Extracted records
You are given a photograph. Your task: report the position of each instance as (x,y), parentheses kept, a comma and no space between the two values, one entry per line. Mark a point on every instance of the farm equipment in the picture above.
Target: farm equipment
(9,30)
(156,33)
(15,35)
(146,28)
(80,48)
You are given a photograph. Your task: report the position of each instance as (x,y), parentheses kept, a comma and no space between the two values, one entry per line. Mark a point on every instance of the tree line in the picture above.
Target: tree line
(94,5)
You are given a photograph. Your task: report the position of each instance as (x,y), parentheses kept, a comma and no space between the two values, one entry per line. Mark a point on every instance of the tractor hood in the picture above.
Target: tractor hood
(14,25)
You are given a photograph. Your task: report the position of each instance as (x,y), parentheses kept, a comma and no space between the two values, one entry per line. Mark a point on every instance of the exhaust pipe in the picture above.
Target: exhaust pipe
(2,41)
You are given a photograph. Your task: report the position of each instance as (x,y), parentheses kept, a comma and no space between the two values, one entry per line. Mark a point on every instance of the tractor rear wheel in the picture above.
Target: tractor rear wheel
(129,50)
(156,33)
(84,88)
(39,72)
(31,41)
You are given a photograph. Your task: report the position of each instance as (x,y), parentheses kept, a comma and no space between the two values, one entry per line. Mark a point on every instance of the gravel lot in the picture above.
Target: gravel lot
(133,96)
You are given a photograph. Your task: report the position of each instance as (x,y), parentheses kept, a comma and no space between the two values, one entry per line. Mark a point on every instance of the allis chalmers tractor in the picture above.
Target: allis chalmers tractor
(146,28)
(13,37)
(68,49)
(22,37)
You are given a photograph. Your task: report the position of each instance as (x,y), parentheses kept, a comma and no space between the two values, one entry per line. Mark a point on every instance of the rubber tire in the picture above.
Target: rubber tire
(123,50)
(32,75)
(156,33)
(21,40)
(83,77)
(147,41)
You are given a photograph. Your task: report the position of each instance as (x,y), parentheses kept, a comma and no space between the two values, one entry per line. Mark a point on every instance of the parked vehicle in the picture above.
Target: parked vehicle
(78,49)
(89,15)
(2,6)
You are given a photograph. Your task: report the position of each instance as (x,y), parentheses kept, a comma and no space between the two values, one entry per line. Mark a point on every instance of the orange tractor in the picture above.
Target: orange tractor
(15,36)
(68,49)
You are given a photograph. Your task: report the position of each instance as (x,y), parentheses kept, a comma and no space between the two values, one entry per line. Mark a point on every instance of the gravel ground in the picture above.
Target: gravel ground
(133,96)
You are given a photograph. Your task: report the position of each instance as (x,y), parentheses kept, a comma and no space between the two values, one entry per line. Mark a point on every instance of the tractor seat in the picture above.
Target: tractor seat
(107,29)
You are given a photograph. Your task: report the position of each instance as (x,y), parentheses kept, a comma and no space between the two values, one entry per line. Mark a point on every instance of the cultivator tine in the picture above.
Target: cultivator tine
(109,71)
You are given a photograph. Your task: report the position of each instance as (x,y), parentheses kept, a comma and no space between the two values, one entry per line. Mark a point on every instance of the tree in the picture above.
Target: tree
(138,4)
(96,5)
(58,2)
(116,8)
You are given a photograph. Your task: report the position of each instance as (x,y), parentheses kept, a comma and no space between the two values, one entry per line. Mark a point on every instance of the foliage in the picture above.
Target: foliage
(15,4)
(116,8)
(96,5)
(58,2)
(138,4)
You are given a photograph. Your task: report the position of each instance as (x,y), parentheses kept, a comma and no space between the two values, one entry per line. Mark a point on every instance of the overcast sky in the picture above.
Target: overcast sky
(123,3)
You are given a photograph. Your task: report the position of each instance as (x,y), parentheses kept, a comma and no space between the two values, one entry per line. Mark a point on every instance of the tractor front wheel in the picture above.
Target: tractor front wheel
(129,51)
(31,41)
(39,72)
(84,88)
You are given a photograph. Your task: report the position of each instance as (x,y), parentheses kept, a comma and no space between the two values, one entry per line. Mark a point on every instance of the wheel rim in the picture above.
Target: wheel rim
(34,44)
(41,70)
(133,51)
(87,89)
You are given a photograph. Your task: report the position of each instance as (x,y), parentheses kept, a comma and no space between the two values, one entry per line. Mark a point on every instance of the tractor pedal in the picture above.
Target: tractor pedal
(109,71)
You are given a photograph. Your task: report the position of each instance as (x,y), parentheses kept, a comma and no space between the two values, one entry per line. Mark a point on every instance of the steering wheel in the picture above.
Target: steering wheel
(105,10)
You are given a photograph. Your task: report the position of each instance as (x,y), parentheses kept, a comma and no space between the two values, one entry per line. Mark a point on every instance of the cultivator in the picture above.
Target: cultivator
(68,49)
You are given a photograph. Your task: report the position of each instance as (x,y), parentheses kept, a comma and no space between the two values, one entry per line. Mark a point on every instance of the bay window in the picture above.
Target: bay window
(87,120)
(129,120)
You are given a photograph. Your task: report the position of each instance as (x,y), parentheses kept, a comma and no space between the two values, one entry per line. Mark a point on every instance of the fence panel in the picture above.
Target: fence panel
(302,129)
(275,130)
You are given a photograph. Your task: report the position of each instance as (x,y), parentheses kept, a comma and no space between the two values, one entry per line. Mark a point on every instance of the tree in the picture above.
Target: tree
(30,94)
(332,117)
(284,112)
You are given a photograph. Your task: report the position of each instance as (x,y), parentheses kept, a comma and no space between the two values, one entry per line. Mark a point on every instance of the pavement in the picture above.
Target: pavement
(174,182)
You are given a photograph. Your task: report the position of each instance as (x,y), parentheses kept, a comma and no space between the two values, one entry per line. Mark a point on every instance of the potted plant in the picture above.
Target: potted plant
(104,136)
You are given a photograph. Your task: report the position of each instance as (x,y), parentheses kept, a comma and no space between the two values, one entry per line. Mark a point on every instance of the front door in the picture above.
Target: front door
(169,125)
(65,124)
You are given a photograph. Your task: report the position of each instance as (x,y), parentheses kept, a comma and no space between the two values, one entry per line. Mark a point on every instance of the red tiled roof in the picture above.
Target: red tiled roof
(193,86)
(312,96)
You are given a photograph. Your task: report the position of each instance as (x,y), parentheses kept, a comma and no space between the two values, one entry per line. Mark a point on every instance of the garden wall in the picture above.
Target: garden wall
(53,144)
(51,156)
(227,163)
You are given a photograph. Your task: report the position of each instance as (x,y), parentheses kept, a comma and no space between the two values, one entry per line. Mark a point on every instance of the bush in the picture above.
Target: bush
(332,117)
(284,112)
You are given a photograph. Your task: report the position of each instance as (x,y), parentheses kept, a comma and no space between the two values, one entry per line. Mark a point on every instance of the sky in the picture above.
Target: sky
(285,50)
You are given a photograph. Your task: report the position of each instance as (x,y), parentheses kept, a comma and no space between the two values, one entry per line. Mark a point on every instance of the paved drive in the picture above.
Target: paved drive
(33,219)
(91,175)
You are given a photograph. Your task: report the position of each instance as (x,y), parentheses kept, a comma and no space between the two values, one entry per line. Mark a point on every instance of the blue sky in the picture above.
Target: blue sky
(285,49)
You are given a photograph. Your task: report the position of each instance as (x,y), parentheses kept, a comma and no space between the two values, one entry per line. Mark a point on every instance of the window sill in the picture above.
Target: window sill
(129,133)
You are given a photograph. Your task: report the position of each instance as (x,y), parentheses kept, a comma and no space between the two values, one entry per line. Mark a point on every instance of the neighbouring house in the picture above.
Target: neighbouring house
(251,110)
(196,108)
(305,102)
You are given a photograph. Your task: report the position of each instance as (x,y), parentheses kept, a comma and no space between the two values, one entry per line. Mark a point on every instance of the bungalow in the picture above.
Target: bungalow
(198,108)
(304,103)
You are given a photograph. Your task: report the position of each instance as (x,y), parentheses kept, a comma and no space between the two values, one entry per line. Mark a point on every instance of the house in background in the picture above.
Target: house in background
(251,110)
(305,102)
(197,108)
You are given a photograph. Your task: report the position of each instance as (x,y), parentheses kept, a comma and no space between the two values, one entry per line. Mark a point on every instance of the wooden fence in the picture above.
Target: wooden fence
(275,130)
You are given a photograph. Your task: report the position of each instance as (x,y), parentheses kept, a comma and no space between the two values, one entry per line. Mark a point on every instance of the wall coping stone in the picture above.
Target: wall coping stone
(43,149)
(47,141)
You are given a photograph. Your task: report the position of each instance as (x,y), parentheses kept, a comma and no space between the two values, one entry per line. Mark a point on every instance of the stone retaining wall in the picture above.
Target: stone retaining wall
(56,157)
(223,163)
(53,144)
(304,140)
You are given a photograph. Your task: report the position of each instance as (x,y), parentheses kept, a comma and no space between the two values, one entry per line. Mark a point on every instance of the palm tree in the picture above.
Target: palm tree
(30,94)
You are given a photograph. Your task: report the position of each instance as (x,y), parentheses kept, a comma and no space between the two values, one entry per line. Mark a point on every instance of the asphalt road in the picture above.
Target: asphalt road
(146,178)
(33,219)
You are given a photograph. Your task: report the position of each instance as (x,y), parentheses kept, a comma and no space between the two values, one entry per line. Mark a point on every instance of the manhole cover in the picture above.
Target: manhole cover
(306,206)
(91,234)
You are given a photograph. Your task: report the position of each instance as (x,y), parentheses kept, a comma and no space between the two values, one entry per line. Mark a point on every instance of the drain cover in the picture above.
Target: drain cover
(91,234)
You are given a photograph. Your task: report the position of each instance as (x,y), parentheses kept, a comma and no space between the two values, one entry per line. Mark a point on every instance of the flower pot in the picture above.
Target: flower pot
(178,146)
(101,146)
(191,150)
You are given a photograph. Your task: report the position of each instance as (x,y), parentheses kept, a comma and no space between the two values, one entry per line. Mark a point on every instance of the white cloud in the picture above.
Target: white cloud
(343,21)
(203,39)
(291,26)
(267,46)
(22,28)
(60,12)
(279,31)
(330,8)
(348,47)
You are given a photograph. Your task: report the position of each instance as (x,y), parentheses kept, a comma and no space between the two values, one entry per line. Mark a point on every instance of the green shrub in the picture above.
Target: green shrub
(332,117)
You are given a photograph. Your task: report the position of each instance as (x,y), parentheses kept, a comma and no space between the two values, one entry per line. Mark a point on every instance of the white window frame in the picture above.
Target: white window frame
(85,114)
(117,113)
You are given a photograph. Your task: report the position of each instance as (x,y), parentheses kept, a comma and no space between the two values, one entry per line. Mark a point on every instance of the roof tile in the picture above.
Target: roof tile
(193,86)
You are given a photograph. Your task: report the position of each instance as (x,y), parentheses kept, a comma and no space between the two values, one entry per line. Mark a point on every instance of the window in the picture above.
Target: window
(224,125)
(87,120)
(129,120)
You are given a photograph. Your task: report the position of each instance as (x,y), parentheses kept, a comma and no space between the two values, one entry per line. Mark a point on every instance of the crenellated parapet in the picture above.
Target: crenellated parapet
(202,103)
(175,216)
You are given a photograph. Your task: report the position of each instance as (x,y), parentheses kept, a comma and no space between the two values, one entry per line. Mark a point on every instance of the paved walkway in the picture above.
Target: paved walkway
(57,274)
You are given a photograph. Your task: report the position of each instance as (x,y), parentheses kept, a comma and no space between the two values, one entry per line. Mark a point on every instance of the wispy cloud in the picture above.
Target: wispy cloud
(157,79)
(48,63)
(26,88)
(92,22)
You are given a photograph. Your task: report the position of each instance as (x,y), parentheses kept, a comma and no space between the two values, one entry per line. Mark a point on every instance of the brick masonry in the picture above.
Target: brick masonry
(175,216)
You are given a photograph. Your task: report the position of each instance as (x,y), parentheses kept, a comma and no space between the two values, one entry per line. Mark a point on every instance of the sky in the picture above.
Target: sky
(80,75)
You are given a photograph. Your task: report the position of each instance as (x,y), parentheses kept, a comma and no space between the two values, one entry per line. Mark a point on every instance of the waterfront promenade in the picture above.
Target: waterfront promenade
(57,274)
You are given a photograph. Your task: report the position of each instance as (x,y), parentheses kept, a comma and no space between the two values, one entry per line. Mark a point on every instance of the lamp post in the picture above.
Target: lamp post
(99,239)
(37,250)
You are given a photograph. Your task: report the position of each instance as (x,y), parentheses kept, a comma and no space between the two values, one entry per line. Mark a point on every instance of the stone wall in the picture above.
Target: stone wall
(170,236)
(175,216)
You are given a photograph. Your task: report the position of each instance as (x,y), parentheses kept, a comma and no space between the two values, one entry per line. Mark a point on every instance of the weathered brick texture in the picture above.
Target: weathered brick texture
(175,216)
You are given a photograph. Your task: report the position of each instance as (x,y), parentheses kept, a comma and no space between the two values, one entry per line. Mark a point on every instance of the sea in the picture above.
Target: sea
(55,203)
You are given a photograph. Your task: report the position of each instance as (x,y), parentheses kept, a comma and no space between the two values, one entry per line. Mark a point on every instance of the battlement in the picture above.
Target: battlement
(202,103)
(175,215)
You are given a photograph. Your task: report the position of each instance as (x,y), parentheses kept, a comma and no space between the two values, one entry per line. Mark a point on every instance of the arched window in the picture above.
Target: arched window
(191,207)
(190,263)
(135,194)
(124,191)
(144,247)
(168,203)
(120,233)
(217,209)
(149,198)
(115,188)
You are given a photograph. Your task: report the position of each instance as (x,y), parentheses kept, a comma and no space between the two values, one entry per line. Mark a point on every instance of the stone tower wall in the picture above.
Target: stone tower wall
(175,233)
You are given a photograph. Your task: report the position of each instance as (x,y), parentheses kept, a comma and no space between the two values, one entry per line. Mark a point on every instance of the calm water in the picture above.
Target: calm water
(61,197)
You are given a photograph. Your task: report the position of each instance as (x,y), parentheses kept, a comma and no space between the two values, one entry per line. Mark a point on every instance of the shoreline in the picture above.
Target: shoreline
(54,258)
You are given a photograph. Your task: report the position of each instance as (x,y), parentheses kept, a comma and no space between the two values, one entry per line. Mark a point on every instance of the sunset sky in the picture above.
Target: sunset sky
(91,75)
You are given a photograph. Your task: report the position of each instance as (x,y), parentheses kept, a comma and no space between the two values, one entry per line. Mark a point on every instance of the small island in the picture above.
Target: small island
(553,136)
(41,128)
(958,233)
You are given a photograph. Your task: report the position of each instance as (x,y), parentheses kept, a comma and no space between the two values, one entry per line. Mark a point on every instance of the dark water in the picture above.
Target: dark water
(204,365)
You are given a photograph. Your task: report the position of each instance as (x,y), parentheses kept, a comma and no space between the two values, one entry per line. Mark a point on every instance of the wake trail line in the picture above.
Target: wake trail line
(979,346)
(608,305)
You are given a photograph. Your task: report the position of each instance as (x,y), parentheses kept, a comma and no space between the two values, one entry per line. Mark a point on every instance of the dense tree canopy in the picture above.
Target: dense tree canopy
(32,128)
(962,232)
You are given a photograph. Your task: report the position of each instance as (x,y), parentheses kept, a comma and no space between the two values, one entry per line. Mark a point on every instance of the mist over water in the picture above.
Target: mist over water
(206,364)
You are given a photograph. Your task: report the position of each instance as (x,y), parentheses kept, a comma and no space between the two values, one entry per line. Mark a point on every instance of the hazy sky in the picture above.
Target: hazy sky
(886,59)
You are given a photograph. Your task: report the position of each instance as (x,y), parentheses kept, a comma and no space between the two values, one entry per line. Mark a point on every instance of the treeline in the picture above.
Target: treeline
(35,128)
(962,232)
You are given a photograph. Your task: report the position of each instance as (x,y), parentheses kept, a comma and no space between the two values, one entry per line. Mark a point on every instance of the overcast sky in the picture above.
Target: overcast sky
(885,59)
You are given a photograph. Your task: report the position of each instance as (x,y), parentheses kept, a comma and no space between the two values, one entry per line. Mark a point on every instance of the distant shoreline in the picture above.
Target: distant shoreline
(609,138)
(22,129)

▶ **Written task**:
From the line containing "distant shoreline in the picture above." down to the final line of the data, write out every line exactly; both the first and last of these belong in your answer, and nothing else does.

▶ **Result below**:
You are given a photograph. Your task: report the position of each instance as (x,y), parentheses kept, a comma and no space between the two values, one entry per line. Mark a point on every instance of the distant shoreline in the picture above.
Target: distant shoreline
(609,138)
(22,129)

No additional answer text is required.